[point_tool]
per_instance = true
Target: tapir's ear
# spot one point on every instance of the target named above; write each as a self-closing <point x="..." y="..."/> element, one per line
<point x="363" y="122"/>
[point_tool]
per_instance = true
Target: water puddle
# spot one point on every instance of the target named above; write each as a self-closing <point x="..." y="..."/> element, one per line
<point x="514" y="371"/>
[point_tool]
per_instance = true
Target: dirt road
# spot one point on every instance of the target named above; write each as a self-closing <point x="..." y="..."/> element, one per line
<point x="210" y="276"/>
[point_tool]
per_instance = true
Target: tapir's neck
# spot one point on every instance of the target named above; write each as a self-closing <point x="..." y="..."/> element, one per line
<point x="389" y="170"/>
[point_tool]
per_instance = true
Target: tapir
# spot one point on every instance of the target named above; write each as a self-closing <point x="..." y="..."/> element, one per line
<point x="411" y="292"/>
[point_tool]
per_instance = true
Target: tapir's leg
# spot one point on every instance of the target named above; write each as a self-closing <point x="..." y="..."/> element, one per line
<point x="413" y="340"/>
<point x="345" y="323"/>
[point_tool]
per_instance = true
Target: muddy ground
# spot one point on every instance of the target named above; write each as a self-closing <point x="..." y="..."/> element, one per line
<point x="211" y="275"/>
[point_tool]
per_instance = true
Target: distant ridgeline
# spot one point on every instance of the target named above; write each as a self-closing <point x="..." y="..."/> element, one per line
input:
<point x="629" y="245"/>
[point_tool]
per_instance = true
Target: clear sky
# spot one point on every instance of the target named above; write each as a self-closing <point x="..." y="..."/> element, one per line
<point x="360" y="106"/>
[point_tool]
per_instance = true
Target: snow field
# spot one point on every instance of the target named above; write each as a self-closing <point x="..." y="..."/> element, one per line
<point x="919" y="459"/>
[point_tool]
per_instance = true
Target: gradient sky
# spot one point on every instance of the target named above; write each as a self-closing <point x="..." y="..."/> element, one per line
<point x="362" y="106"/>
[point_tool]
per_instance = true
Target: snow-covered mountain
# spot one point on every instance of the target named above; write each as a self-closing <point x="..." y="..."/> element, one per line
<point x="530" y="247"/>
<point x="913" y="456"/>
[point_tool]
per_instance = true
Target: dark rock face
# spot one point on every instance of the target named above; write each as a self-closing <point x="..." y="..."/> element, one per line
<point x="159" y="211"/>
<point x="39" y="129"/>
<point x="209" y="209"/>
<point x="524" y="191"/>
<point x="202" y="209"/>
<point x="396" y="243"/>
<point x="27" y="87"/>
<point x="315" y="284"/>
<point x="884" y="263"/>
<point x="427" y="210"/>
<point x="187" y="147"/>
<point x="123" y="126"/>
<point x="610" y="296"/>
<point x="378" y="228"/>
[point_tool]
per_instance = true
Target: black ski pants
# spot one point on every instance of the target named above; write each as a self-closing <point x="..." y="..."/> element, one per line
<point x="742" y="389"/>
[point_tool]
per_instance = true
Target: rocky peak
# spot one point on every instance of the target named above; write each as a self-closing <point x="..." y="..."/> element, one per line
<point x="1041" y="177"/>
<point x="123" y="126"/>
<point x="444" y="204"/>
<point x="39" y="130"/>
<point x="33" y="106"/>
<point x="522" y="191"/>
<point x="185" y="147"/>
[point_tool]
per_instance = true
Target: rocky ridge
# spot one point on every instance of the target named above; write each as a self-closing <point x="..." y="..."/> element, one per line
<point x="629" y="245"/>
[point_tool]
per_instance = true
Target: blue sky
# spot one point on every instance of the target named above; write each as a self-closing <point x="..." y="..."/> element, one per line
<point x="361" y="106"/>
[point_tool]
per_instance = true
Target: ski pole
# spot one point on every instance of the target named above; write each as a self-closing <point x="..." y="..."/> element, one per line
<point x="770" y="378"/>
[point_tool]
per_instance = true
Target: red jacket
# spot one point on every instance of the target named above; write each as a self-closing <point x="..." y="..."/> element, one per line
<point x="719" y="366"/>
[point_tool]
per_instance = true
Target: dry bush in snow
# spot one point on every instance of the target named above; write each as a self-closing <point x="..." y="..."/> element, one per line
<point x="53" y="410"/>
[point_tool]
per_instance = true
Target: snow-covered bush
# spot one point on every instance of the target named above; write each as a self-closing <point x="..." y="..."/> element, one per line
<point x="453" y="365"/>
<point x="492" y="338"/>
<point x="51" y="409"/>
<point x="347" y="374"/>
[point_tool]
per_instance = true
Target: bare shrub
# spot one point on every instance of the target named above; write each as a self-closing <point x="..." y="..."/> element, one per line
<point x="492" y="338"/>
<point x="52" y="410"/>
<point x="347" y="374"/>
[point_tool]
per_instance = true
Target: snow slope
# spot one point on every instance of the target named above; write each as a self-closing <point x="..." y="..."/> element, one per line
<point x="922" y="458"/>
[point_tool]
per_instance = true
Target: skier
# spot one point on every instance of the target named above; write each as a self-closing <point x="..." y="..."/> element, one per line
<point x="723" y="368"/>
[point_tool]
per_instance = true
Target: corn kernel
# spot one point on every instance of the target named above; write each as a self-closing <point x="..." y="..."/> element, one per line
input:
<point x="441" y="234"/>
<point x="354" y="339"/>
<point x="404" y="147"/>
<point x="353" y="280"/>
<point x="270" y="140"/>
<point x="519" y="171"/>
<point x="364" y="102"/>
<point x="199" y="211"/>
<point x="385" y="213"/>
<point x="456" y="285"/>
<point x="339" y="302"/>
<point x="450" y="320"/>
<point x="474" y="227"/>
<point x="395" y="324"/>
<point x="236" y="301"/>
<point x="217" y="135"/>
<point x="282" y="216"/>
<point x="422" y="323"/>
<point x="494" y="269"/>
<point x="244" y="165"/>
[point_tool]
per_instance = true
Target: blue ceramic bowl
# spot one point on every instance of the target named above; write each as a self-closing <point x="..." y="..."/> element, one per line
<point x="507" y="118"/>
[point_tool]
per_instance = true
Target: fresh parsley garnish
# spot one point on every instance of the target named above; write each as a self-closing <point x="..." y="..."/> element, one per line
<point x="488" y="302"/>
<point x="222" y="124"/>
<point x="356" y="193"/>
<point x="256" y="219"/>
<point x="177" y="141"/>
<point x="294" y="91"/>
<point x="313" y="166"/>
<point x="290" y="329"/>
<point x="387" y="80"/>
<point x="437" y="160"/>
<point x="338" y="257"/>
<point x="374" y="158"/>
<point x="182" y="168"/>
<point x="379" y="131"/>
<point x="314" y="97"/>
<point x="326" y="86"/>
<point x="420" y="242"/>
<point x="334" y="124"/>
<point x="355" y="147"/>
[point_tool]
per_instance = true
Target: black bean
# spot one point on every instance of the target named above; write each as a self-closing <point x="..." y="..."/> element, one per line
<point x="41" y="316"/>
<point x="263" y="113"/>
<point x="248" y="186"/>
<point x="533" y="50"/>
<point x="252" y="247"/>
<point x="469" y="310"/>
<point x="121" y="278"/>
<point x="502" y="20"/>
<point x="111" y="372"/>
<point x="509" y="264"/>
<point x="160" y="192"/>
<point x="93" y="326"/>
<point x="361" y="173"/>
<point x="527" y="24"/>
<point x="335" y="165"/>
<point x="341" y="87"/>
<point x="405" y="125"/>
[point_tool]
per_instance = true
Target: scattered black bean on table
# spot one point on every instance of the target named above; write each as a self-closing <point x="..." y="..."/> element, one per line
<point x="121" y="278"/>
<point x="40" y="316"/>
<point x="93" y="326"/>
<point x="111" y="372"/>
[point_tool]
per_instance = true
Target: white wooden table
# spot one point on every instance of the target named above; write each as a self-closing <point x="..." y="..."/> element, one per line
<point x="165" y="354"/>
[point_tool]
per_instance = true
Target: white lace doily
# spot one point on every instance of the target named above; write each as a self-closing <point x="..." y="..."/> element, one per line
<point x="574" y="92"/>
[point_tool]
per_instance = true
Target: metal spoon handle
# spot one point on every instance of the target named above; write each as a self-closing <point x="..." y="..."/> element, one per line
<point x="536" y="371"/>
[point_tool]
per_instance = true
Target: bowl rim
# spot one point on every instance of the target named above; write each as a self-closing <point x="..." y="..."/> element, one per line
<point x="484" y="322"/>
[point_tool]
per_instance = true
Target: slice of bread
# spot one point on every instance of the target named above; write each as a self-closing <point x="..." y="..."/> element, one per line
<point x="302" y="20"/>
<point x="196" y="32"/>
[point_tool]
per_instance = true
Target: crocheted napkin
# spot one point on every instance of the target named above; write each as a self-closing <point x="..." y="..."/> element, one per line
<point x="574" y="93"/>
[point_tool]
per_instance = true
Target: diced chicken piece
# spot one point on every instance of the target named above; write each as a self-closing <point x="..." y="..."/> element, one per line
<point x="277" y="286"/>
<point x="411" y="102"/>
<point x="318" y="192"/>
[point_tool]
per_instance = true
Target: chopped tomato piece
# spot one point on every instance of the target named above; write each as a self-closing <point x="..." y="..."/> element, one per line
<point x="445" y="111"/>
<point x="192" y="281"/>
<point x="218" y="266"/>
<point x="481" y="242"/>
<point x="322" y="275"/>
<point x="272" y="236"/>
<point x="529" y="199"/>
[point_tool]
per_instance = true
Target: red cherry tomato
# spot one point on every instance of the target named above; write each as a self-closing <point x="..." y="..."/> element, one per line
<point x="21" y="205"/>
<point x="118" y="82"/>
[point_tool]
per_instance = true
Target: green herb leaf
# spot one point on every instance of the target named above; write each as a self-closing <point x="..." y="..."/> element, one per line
+++++
What the task requires – Your task is to return each line of the data above that contains the string "covered".

Solution for this exercise –
Target: snow-covered mountain
Target: snow-covered bush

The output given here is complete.